Comment l’IA va révolutionner le visionnage TV ?

Youtube, Facebook Watch, Stories d’Instagram, Snapchat… le format vidéo ne cesse d’envahir nos dispositifs numériques, défiant toujours plus le vieux médium télévisuel sur ses contenus.
Mais la convergence et l’évolution des technologies pourraient sauver la télévision en changeant le mode de consommation de celle-ci.

La multiplication des plate-formes de visionnage OTT (Netflix, Quibi, Hulu et bientôt Apple..) changent profondément notre manière de consommer du contenu et remet en question le modèle plus traditionnel et linéaire de la télévision.
La « Catch-up TV », comme réponse à cette nouvelle menace des géants du streaming ne suffit plus à garder les téléspectateurs fidèles à une grille de programmes toujours plus archaïque des chaines de télévision.

C’est notamment grâce à l’intelligence artificielle qu’il sera peut-être possible de changer les pratiques de visionnage du dispositif télévisuel.
En effet, c’est en laissant le choix au téléspectateur du contenu à visionner, que la télévision pourra se frayer un chemin dans cette compétition avec les acteurs du marché des contenus dé-linéarisés.

L’intelligence artificielle est déjà utilisée pour personnaliser le panel de choix des contenus à regarder pour chaque spectateur. Une technologie de recommendation qu’utilise Netflix pour être toujours plus proche du consommateur et coller à ses goûts.

Mais de quelles façons la télévision peut-elle introduire ces technologies d’intelligences artificielles pour mieux cibler ses téléspectateurs ?

Données fournies –
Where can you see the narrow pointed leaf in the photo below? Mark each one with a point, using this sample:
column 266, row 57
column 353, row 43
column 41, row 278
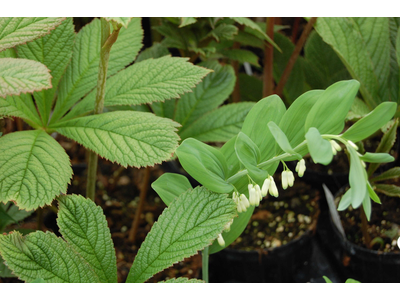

Consigne 1 –
Répondez à ces questions à partir du texte sur l'IA et la télévision :
(a) Quelles plateformes de visionnage OTT sont citées ?
(b) Quelle réponse des chaînes ne suffit plus à fidéliser les téléspectateurs ?
(c) Quel service utilise une technologie de recommandation fondée sur l'intelligence artificielle ?
Consigne 2 –
Énumérez les services vidéo nommés dans la première phrase du texte sur l'IA et la télévision.
Consigne 3 –
Prolongez le texte sur l'IA et la télévision à partir de sa dernière phrase.

Réponse 1 –
(a) Netflix, Quibi, Hulu et bientôt Apple.
(b) La « Catch-up TV ».
(c) Netflix.

Réponse 2 –
- Youtube
- Facebook Watch
- Stories d'Instagram
- Snapchat

Réponse 3 –
Le secteur de l’audiovisuel bénéficiera prochainement plus largement de cette nouvelle technologie, toutefois, l’enjeu des données est très important dans le déploiement de l’IA pour les médias. En effet, les données alimentent l’IA qui prend connaissance de la Data laissée par l’utilisateur pour lui permettre d’agréger un contenu qui lui correspond. C’est déjà le cas pour a publicité digitale et la méthode de programmatique, qui utilise le Real Time Bidding pour cibler davantage les clients potentiels en fonction de leurs usages d’internet.

Un des enjeux de l’IA dans la consommation télévisuelle réside tout d’abord dans le choix :
Le basculement de la télévision linéaire au format plus numérique a donné lieu à une consommation hyper-personnalisée des contenus, sans contrainte de temps ni de dispositif.
En témoigne une étude datant de 2017 du CNC sur l’économie de la télévision de rattrapage : 6,9 milliards de vidéos ont été vues en replay.

La surabondance des contenus disponibles sur des plateformes multiples obligent les éditeurs de contenus à adopter des stratégies pour mieux cibler leur audience, de plus en plus volatile.
L’IA peut donc aider à personnaliser les choix, via des recommandations toujours plus fidèles aux goûts des spectateurs.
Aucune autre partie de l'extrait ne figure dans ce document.